Moscow-on-the-Catawba is probably cooking its books.

George said...

Cato just did a seminar on this that is worth listening to.

Summary:
No mass transit system makes money, they are all subsidized to one degree or another, but rail is subsidized to the point that it is just cheaper to buy a new car for each rider every year.

Oh, BTW...Charlotte just diverted a big chunk of the transit budget to build and operate our...wait for it...light rail system. And they want to build MORE lines.

Sure it makes no sense, but now we are a big boy city.

George said...

Drat, forgot the link.

http://www.cato.org/event.php?eventid=7113

Fuzzy Curmudgeon said...

Dennis Ryerson is definitely high.

And he's high on some really bad stuff.

The folks who originally owned the bus lines (after they were converted from streetcar lines, which in my continuing opinion was a damn shame) were geniuses: They foisted their failing Indianapolis Transit System off on the city by the simple expedient of going limp and leaving the city busless. And the city, bless its heart, took the bait.

This is rather disingenuously glossed over on Wikipedia as "The city of Indianapolis took over public transportation in 1975 and established the Indianapolis Public Transportation Corporation to administer bus services."

Yeah. You don't say.

Probably the best thing that could happen to IndyGo right now would be to go out of business. Again.

# TASK SET
1. Please translate this sentence from the transit comment thread above into Spanish: "Probably the best thing that could happen to IndyGo right now would be to go out of business."
2. Pick up the transit comment thread above after its final line and write what comes next.

# MATERIAL SHOWN

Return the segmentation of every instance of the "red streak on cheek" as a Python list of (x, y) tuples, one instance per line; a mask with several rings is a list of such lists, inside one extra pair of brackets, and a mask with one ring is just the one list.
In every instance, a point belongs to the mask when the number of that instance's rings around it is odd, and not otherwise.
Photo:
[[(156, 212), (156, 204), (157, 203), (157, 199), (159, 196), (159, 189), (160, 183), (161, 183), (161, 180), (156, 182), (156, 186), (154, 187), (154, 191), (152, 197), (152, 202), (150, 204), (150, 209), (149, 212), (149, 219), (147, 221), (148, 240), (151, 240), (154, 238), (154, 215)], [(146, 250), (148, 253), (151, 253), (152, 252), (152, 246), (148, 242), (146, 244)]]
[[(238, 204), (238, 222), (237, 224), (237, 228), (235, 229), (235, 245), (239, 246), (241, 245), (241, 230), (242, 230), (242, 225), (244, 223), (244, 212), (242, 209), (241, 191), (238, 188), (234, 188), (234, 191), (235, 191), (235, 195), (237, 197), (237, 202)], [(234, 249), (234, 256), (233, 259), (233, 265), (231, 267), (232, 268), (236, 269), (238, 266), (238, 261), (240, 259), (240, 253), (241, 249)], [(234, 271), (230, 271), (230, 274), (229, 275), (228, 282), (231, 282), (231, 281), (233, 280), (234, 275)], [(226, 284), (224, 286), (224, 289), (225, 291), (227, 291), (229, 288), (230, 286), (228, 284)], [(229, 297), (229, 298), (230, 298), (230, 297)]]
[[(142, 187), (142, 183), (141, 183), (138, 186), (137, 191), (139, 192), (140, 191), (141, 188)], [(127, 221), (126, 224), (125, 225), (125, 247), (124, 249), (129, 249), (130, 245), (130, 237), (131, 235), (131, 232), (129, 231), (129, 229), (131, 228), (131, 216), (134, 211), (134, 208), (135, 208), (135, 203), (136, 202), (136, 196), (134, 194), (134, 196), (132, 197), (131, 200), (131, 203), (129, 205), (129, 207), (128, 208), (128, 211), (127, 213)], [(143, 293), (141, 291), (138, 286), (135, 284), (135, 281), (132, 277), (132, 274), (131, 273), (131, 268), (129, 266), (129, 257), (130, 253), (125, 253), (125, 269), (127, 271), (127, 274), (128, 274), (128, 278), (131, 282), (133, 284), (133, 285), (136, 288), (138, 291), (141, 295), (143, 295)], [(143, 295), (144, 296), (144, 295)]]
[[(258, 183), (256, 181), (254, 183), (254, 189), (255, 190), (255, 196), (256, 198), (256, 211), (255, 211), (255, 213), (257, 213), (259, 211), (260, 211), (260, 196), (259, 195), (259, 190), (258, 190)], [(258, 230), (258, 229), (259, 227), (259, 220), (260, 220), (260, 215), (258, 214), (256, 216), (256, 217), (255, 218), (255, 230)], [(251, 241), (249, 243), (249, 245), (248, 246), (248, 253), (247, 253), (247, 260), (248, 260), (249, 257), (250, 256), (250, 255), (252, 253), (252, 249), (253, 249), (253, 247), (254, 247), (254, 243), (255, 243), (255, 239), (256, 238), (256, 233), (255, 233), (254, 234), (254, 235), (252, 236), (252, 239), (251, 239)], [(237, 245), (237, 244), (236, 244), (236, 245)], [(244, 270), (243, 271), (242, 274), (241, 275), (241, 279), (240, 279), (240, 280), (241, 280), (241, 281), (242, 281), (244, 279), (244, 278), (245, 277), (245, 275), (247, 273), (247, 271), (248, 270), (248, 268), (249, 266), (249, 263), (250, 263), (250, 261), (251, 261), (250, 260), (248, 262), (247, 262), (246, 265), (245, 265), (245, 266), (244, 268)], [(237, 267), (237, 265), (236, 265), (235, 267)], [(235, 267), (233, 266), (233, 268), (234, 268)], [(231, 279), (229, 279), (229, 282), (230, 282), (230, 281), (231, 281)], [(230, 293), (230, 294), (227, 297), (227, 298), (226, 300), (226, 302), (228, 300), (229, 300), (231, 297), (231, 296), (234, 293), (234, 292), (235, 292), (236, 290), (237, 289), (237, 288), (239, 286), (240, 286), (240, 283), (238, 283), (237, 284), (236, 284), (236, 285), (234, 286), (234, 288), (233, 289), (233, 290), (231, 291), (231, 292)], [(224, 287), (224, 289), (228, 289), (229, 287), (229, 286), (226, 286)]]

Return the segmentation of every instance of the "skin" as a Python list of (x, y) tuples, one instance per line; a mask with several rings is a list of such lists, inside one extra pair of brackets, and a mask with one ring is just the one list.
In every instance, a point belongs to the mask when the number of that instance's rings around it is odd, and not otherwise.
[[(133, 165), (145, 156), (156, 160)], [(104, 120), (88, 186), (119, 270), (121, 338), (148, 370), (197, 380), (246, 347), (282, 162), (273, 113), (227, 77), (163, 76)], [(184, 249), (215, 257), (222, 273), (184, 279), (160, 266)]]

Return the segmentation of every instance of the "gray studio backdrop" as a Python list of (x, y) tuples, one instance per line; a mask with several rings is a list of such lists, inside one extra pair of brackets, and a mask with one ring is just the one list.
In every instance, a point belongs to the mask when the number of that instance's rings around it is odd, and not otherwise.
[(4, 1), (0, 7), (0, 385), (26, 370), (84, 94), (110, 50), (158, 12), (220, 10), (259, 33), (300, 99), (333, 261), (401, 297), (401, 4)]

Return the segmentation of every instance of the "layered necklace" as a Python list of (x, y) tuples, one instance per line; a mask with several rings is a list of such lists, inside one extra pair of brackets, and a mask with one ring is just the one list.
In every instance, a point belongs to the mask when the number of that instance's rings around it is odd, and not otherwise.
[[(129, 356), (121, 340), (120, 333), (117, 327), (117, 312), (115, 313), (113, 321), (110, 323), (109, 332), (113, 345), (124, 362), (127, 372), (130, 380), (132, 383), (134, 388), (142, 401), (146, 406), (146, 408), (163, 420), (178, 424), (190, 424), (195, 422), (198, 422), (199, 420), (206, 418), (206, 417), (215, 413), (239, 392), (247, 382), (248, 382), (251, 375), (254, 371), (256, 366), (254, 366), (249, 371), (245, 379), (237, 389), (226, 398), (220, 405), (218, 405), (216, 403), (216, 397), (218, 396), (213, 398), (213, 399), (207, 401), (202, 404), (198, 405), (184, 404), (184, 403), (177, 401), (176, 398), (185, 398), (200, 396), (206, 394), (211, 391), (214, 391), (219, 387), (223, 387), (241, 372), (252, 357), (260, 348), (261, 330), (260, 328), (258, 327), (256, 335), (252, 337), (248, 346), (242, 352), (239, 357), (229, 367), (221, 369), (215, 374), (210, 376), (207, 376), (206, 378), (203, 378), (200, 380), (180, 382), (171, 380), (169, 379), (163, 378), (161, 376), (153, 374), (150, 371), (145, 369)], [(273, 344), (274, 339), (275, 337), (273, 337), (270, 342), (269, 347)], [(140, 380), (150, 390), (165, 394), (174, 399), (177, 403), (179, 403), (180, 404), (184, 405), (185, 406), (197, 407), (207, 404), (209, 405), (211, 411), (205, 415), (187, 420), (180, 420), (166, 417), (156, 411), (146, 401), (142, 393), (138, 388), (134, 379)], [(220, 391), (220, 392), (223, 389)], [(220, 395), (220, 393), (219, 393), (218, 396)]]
* * *
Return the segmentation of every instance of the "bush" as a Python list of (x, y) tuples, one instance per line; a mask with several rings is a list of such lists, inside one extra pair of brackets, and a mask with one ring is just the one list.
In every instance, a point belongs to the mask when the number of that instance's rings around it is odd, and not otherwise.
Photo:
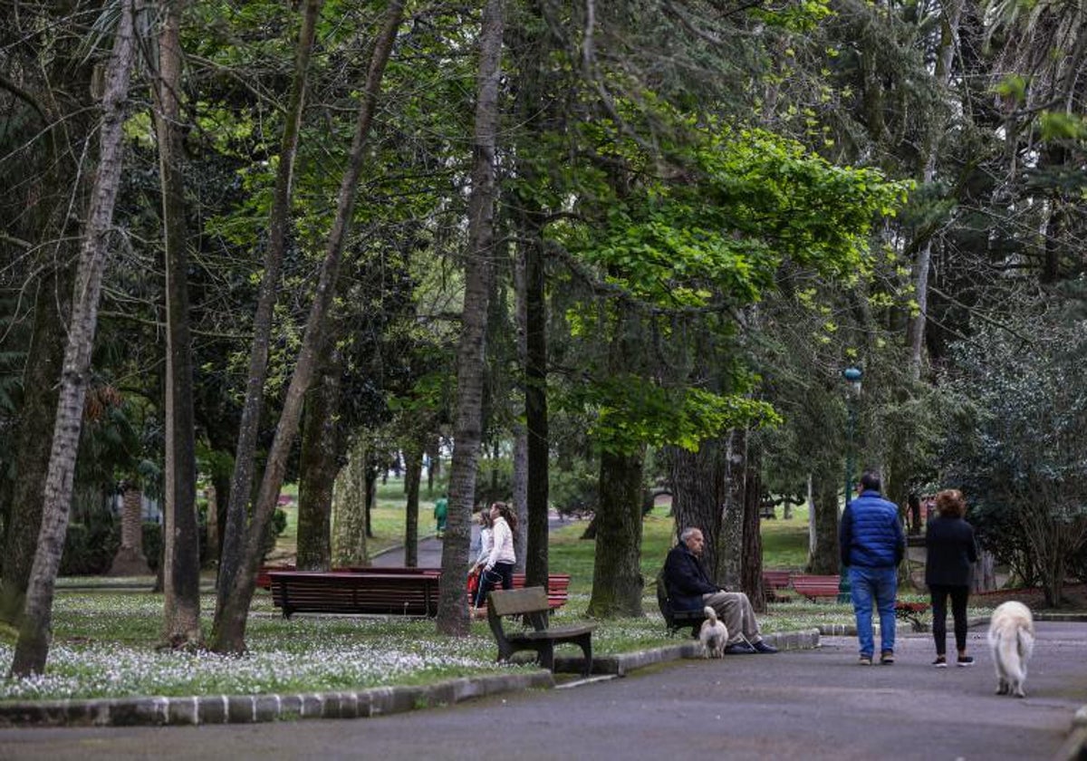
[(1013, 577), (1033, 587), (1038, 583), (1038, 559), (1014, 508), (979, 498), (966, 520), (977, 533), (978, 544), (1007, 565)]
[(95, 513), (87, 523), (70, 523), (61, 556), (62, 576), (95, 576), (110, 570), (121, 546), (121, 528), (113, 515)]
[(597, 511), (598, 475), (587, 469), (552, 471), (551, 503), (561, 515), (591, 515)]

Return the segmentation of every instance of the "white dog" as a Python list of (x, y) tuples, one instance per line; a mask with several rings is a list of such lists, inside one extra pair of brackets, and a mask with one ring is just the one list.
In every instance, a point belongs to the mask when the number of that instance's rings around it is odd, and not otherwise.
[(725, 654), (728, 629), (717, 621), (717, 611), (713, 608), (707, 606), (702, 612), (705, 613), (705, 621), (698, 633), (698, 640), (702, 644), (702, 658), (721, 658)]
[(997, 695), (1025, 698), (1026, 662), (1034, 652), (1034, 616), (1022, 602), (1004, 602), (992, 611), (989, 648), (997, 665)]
==
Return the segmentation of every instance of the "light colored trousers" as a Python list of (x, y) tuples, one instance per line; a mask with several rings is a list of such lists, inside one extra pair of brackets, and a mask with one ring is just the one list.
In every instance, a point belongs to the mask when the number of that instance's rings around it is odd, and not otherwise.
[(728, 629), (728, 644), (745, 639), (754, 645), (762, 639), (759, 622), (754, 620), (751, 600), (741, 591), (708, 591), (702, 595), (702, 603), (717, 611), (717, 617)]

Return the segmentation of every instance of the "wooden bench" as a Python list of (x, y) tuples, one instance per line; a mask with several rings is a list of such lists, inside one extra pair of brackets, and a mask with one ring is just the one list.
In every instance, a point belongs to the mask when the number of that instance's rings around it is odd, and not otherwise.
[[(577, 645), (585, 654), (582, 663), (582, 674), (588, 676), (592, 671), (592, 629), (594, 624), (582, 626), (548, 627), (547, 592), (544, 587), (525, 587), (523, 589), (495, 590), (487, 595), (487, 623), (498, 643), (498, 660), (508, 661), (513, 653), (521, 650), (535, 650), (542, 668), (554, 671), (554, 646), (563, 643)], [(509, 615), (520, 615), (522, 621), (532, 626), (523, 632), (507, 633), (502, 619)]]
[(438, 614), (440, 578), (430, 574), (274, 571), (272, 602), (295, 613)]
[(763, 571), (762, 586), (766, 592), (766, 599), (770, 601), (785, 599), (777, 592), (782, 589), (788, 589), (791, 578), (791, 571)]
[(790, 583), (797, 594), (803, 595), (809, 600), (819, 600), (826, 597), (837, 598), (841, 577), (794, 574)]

# RESULTS IN ORDER
1. Probablemente lo mejor que le podría pasar a IndyGo ahora mismo sería cerrar.

2.
perlhaqr said...

This seems like a good place to mention. I dunno if y'all are getting the same Census "advertising" billboards, etc, out there that we are here, but I have to say that the one in the form "If we don't know how many X we have, how will we know how many Y we need?" really get up my left nostril.

Where, in at least one instance, the X was "people" and the Y was "buses". My response, of course, was "Well, presumably a competent private company would be able to scale their service to demand!"

*sigh*

It makes me sad that my responding impulse is "Well, it's an advertisement from the government. Of course they're going to take the central planning line on things."

Just bugs me, is all. :(

Rob K said...

Indianapolis (and every other Hoosier city) just does not have the critical density to support public transit. Urbanists can't fathom that you have to have a high density of people over a large enough area to support that sort of thing.

Downtown Lafayette has this problem. They want to pretend they're New York City, and that all the customers for the businesses down there are going to walk or use mass transit. They go around and around about how to draw people down there, but steadfastly ignore that Lafayette serves not an urban population, but a mostly rural and suburban one who have no practical choice but to drive their own vehicles. The business that provides a handy place to park those vehicles wins.

Drang said...

"Mass Transit" is one of the great collectivist dreams. Economic realities aside, most Americans are not willing to make the adjustments to their lifestyles that depending on mass transit for all their transportation needs would require.

Me, it's cheaper gas-wise for me to park in the park 'n' ride and take the bus to work. My hours are probably going to change soon, though, and the bus doesn't run then, so I'll be back to driving ion and paying to use the employee lot. And I rode our brand spankin' new money pit, AKA Link Light Rail, in to the Tax Day Tea Party yesterday because trying to find parking in downtown Seattle is a bitch, and the irony appealed to me...

Anonymous said...

Brava, Roberta!

Jim

Anonymous said...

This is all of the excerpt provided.